In the records, find each line where "outlet" occurs, and copy it.

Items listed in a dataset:

--------------------------------------------------

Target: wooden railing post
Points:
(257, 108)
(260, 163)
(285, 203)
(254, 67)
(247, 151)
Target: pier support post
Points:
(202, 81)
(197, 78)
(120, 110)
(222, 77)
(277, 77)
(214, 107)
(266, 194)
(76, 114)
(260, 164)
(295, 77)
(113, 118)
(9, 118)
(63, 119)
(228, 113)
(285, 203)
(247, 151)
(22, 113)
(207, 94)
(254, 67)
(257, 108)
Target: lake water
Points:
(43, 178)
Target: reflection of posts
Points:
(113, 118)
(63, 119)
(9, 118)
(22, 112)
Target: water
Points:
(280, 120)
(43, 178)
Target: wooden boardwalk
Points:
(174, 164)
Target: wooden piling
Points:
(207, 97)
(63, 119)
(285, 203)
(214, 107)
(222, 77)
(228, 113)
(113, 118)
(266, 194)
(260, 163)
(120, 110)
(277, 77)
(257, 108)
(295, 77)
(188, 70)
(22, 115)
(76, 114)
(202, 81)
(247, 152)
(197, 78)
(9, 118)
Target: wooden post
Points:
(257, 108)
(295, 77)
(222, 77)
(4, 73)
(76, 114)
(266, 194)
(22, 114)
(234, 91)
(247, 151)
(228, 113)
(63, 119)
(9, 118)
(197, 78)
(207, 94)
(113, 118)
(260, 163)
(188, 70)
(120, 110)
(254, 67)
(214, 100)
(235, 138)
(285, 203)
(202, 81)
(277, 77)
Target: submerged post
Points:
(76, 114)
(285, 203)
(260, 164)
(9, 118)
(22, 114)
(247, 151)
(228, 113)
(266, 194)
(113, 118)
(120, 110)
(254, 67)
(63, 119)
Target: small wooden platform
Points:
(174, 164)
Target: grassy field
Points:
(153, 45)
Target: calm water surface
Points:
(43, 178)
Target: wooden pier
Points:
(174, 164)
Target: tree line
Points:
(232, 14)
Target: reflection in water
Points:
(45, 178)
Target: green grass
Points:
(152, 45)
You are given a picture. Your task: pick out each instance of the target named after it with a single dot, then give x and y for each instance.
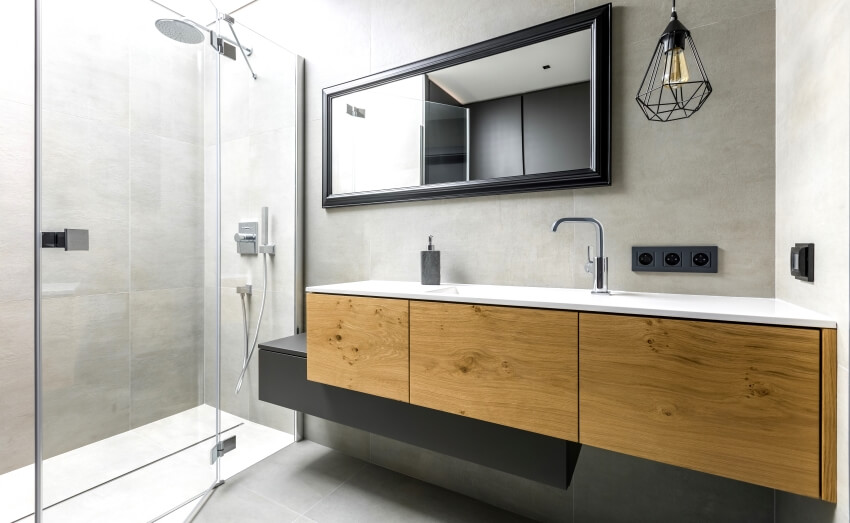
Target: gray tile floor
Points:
(307, 482)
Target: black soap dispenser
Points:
(430, 264)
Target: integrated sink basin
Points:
(721, 308)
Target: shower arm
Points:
(229, 19)
(246, 51)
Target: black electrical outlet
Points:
(672, 259)
(675, 259)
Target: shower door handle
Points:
(69, 239)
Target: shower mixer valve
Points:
(246, 238)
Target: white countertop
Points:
(722, 308)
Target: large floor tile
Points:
(235, 503)
(377, 494)
(301, 477)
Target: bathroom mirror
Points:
(527, 111)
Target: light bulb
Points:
(675, 68)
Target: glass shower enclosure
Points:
(136, 140)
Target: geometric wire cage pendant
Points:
(672, 90)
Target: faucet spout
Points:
(599, 263)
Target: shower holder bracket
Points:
(222, 448)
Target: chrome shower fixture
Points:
(188, 31)
(180, 30)
(249, 242)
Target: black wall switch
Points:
(803, 261)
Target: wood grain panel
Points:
(506, 365)
(741, 401)
(829, 426)
(359, 344)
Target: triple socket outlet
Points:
(675, 259)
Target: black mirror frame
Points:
(598, 20)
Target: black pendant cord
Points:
(664, 99)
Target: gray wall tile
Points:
(166, 341)
(721, 193)
(17, 408)
(723, 154)
(86, 186)
(812, 187)
(16, 200)
(166, 79)
(19, 66)
(78, 80)
(166, 213)
(86, 352)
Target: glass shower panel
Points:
(259, 135)
(17, 407)
(123, 300)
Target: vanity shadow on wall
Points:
(527, 111)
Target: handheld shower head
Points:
(179, 30)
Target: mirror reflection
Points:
(523, 112)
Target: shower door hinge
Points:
(222, 448)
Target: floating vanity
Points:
(738, 387)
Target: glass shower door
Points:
(126, 433)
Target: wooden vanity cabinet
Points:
(359, 343)
(737, 400)
(506, 365)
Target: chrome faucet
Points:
(598, 265)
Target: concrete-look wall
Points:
(122, 157)
(706, 180)
(258, 133)
(812, 172)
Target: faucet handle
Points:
(589, 265)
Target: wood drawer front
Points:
(359, 344)
(506, 365)
(740, 401)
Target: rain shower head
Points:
(179, 30)
(188, 32)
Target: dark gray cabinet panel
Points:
(556, 129)
(283, 381)
(495, 129)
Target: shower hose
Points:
(249, 348)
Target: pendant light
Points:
(675, 84)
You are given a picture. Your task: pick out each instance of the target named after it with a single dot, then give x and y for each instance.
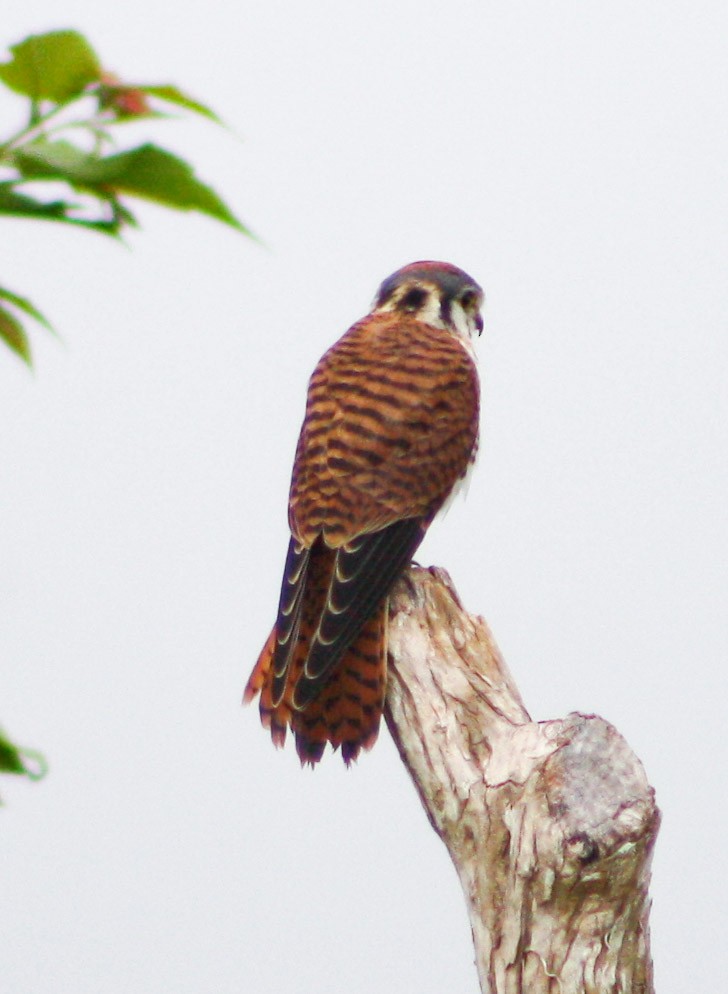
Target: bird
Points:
(389, 435)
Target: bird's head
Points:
(436, 293)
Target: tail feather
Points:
(348, 710)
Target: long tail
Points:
(348, 710)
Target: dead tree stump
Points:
(550, 825)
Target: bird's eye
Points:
(414, 299)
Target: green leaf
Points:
(13, 334)
(172, 95)
(55, 66)
(10, 759)
(147, 171)
(155, 174)
(20, 205)
(24, 305)
(53, 160)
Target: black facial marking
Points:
(413, 299)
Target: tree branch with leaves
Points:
(73, 117)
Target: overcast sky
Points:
(572, 157)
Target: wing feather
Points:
(364, 573)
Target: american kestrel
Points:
(391, 429)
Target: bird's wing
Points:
(363, 574)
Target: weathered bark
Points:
(550, 825)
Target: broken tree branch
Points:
(550, 825)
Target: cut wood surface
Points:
(550, 824)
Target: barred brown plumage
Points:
(391, 427)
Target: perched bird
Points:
(391, 429)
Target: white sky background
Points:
(572, 157)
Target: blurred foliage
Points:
(68, 142)
(24, 762)
(64, 165)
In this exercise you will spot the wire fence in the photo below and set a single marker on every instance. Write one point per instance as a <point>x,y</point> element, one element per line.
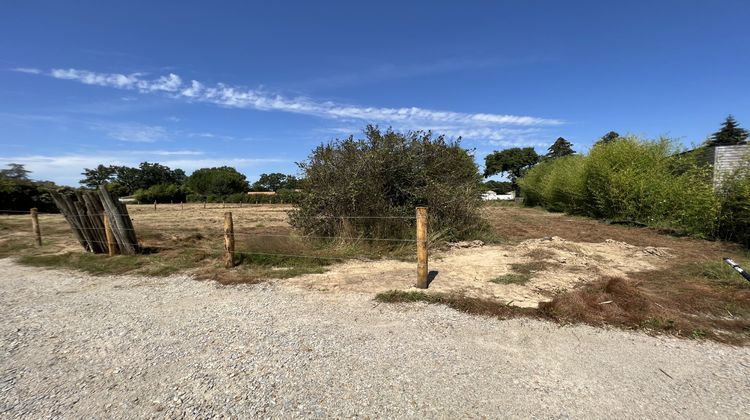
<point>183,233</point>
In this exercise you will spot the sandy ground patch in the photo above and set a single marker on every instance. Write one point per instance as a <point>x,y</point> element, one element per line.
<point>469,271</point>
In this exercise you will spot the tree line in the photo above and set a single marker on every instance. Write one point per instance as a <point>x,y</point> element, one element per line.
<point>151,182</point>
<point>148,182</point>
<point>515,162</point>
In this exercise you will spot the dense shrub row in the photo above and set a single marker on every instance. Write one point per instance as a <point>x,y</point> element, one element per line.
<point>285,196</point>
<point>644,182</point>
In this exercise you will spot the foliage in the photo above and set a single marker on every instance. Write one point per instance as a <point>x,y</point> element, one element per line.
<point>514,162</point>
<point>217,181</point>
<point>734,205</point>
<point>15,171</point>
<point>388,174</point>
<point>19,193</point>
<point>645,182</point>
<point>129,179</point>
<point>608,138</point>
<point>560,148</point>
<point>92,178</point>
<point>500,187</point>
<point>275,181</point>
<point>161,193</point>
<point>729,134</point>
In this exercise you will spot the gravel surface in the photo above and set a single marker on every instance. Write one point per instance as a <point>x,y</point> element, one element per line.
<point>72,345</point>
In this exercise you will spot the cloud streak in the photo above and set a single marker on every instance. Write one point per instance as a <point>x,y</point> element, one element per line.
<point>246,98</point>
<point>64,168</point>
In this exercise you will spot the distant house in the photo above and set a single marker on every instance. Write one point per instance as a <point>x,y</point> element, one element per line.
<point>724,159</point>
<point>493,196</point>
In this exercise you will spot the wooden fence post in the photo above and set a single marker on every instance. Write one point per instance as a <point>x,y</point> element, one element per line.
<point>111,243</point>
<point>35,226</point>
<point>422,247</point>
<point>228,240</point>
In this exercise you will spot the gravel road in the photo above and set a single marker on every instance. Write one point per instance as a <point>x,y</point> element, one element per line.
<point>73,345</point>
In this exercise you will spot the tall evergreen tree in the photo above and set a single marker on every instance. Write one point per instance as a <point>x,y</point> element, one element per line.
<point>560,148</point>
<point>730,134</point>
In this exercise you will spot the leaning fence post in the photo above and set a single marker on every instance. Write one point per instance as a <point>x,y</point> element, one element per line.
<point>422,247</point>
<point>35,226</point>
<point>228,240</point>
<point>111,244</point>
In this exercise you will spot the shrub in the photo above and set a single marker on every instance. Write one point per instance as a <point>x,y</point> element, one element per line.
<point>218,181</point>
<point>161,193</point>
<point>388,174</point>
<point>22,195</point>
<point>646,182</point>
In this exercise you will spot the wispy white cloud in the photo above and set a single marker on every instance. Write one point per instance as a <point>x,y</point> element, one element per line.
<point>239,97</point>
<point>136,133</point>
<point>65,168</point>
<point>28,70</point>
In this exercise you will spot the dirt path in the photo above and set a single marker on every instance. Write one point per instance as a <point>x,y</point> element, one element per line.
<point>73,345</point>
<point>469,271</point>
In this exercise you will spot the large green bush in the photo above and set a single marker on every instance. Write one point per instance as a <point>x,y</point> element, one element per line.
<point>352,186</point>
<point>644,182</point>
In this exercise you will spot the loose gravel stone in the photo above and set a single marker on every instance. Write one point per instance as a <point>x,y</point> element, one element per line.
<point>73,345</point>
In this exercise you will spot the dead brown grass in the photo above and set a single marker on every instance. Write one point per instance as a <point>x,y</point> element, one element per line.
<point>694,296</point>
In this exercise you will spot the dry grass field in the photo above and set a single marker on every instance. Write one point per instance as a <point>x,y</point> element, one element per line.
<point>540,264</point>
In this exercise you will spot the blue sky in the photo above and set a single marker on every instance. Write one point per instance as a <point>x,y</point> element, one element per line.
<point>257,85</point>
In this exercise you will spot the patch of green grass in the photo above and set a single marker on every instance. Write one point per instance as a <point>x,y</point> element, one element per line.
<point>512,278</point>
<point>718,271</point>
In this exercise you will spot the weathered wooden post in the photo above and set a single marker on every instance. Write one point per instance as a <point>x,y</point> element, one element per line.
<point>35,226</point>
<point>111,243</point>
<point>422,247</point>
<point>228,240</point>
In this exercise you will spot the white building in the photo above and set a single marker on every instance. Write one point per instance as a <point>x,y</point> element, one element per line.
<point>493,196</point>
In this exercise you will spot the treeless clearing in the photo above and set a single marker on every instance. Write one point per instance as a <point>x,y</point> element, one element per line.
<point>566,268</point>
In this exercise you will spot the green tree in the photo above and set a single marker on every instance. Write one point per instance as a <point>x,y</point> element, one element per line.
<point>368,187</point>
<point>15,171</point>
<point>145,176</point>
<point>511,162</point>
<point>217,181</point>
<point>608,138</point>
<point>275,181</point>
<point>100,175</point>
<point>560,148</point>
<point>729,134</point>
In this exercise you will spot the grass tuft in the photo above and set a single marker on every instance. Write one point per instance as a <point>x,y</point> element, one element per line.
<point>512,278</point>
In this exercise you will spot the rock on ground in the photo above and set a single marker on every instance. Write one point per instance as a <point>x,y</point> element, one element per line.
<point>72,345</point>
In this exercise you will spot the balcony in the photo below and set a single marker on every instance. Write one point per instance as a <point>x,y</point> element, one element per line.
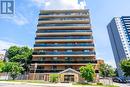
<point>45,71</point>
<point>63,27</point>
<point>62,16</point>
<point>57,61</point>
<point>55,38</point>
<point>53,31</point>
<point>87,21</point>
<point>64,33</point>
<point>62,45</point>
<point>64,53</point>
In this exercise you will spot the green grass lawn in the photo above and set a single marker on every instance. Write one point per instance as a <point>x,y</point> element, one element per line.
<point>94,85</point>
<point>43,82</point>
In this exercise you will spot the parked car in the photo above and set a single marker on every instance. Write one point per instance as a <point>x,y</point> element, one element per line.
<point>119,80</point>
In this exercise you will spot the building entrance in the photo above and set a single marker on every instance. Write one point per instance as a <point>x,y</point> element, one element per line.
<point>68,78</point>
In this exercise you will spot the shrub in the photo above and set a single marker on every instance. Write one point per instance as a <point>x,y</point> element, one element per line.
<point>99,83</point>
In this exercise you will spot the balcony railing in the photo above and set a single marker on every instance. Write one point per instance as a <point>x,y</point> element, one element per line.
<point>57,61</point>
<point>63,25</point>
<point>64,45</point>
<point>46,38</point>
<point>63,53</point>
<point>44,71</point>
<point>54,31</point>
<point>51,71</point>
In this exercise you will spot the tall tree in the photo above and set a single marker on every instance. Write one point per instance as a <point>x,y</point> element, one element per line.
<point>1,66</point>
<point>125,66</point>
<point>106,70</point>
<point>12,68</point>
<point>87,72</point>
<point>21,55</point>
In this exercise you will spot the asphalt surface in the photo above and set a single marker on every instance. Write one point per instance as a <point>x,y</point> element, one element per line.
<point>10,84</point>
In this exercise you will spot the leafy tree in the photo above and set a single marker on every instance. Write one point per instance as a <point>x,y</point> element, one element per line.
<point>16,69</point>
<point>53,78</point>
<point>13,68</point>
<point>106,70</point>
<point>21,55</point>
<point>87,72</point>
<point>125,66</point>
<point>7,67</point>
<point>1,65</point>
<point>12,51</point>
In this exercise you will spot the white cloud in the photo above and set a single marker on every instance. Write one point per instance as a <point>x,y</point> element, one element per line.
<point>17,18</point>
<point>57,4</point>
<point>6,44</point>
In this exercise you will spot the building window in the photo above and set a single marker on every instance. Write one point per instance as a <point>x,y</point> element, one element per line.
<point>54,67</point>
<point>69,50</point>
<point>40,67</point>
<point>55,58</point>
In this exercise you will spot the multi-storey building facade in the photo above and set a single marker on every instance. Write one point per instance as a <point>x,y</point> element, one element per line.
<point>63,44</point>
<point>119,33</point>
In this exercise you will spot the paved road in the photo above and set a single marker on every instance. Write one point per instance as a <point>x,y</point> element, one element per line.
<point>125,85</point>
<point>10,84</point>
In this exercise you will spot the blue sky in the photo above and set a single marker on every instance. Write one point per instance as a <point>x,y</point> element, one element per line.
<point>20,29</point>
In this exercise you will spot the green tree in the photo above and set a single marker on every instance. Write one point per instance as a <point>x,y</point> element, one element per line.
<point>12,68</point>
<point>125,66</point>
<point>13,51</point>
<point>106,70</point>
<point>53,78</point>
<point>21,55</point>
<point>1,66</point>
<point>87,72</point>
<point>16,69</point>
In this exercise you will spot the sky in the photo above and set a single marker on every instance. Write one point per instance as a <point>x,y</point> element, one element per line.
<point>20,29</point>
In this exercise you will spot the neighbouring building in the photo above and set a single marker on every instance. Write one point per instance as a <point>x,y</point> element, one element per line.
<point>119,33</point>
<point>63,43</point>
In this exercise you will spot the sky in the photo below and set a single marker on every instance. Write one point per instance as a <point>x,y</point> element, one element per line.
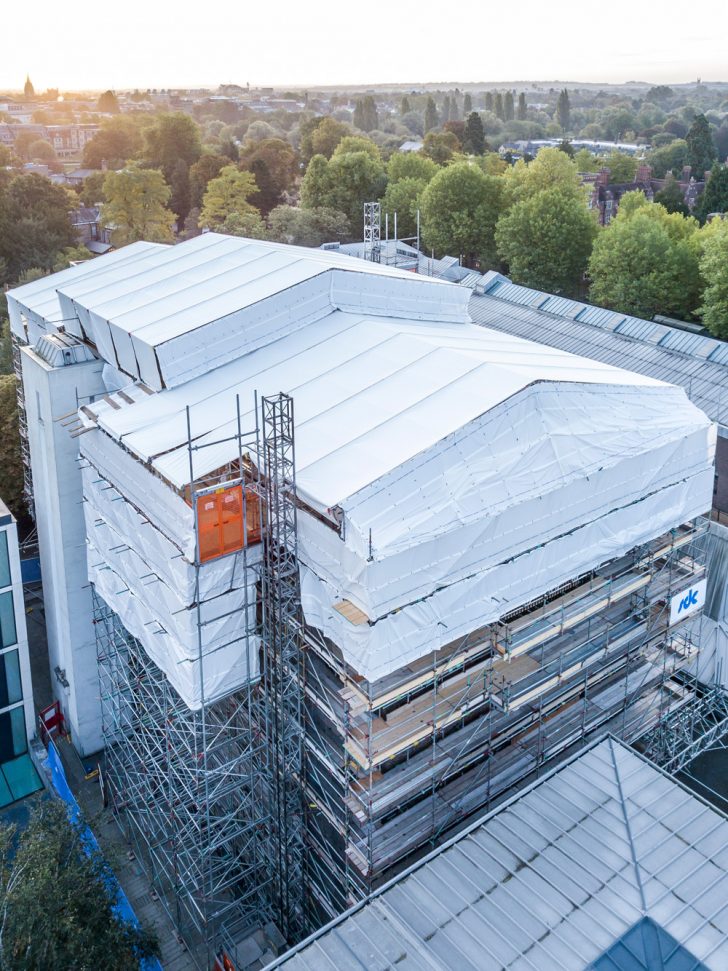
<point>159,43</point>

--------------------------------------------------

TASK OUTPUT:
Target: black electrical outlet
Target: triple socket outlet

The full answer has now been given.